Supplied text:
================
Note

Click here to download the full example code

Tutorial for set prediction¶

In this tutorial, we propose set prediction for binary classification estimated by MapieClassifier with the “lac” method on two-dimensional dataset.

Throughout this tutorial, we will answer the following questions:

How does the number of classes in the prediction sets vary according to the significance level ?
Is the conformal method well calibrated ?
What are the pros and cons of the set prediction for binary classification in MAPIE ?

PLEASE NOTE: we don’t recommend using set prediction in MAPIE, even though we offer this tutorial for those who might be interested. Instead, we recommend the use of calibration (see more details in the Calibration section of the documentation or by using the CalibratedClassifierCV proposed by sklearn or MapieCalibrator proposed in MAPIE).
================
Position identification records
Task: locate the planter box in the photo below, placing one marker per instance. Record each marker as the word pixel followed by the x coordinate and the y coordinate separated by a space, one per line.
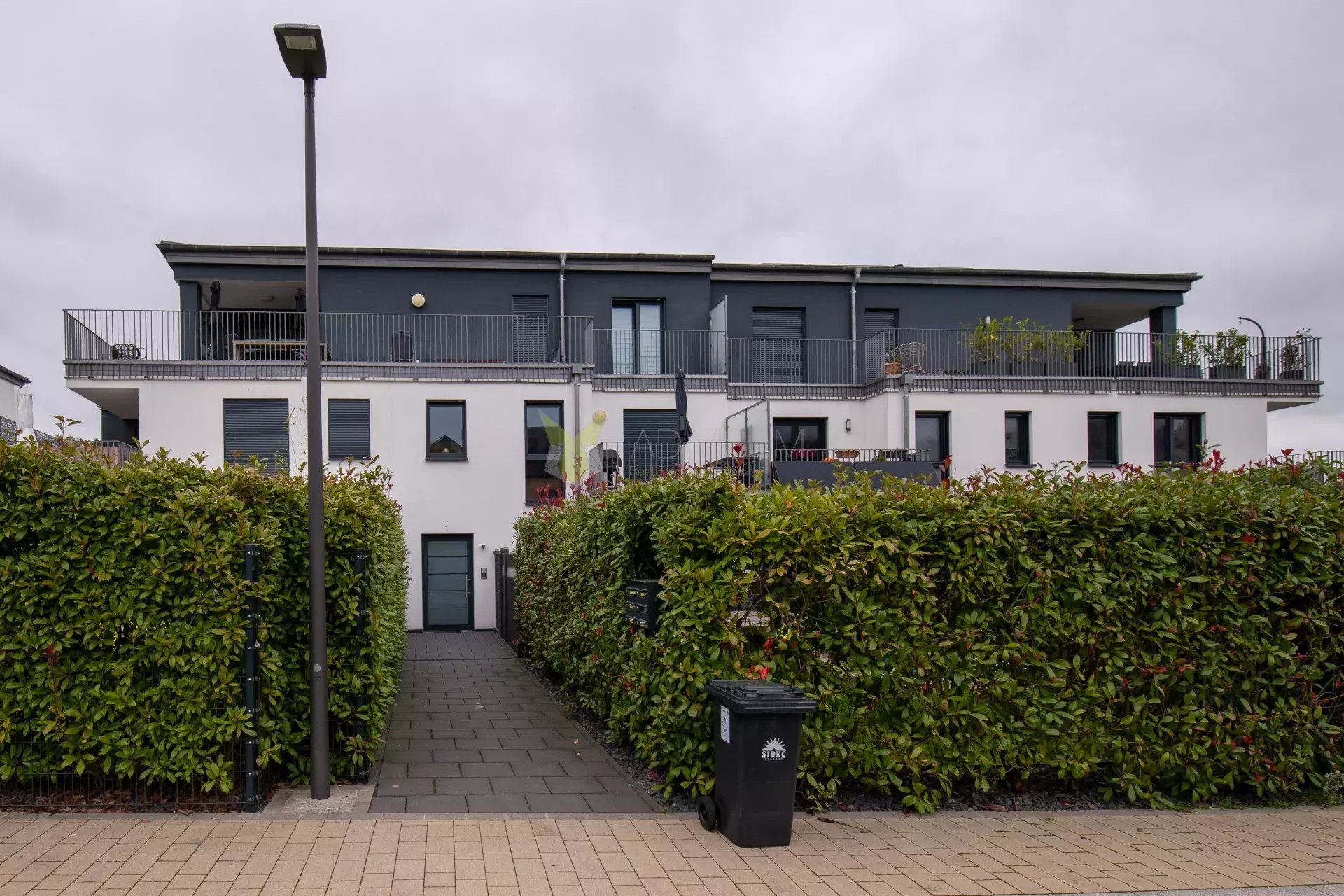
pixel 824 473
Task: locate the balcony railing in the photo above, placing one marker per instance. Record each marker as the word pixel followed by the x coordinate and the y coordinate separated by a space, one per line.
pixel 629 352
pixel 511 340
pixel 644 460
pixel 1019 352
pixel 347 337
pixel 790 360
pixel 851 456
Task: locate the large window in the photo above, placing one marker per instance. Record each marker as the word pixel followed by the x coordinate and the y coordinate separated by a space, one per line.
pixel 1018 438
pixel 257 428
pixel 1102 440
pixel 540 421
pixel 1176 438
pixel 445 430
pixel 932 437
pixel 636 337
pixel 800 438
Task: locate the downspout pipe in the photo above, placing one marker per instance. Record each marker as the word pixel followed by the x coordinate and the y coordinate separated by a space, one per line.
pixel 575 374
pixel 854 326
pixel 564 321
pixel 905 418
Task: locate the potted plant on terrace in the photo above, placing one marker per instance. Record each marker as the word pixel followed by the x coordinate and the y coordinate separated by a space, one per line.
pixel 1182 354
pixel 1227 355
pixel 1022 347
pixel 1292 358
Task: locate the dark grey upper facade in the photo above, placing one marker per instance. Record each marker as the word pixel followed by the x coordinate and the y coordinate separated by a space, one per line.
pixel 686 286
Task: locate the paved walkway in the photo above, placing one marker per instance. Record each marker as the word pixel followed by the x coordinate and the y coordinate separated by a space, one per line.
pixel 473 731
pixel 853 855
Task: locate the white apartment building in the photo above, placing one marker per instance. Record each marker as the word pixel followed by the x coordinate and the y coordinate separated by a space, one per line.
pixel 15 405
pixel 448 365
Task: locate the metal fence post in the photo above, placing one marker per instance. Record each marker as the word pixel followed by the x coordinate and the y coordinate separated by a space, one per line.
pixel 251 776
pixel 360 624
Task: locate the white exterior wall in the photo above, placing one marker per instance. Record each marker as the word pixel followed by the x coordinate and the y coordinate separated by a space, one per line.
pixel 484 495
pixel 8 400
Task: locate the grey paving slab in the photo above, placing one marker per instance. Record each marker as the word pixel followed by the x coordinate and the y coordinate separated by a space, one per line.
pixel 473 731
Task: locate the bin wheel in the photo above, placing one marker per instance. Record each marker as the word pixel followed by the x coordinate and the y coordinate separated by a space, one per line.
pixel 707 812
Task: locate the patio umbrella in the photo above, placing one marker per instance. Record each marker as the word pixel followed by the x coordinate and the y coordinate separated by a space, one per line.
pixel 683 422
================
Things to do:
1 > According to the set prediction tutorial, what does MAPIE recommend using instead of set prediction?
2 > Repeat the part of the set prediction tutorial that opens with the words containing "Tutorial for set" and closes with "well calibrated ?".

Results of the exercise:
1 > Calibration, through the Calibration section of the documentation, sklearn's CalibratedClassifierCV, or MAPIE's MapieCalibrator.

2 >
Tutorial for set prediction¶

In this tutorial, we propose set prediction for binary classification estimated by MapieClassifier with the “lac” method on two-dimensional dataset.

Throughout this tutorial, we will answer the following questions:

How does the number of classes in the prediction sets vary according to the significance level ?
Is the conformal method well calibrated ?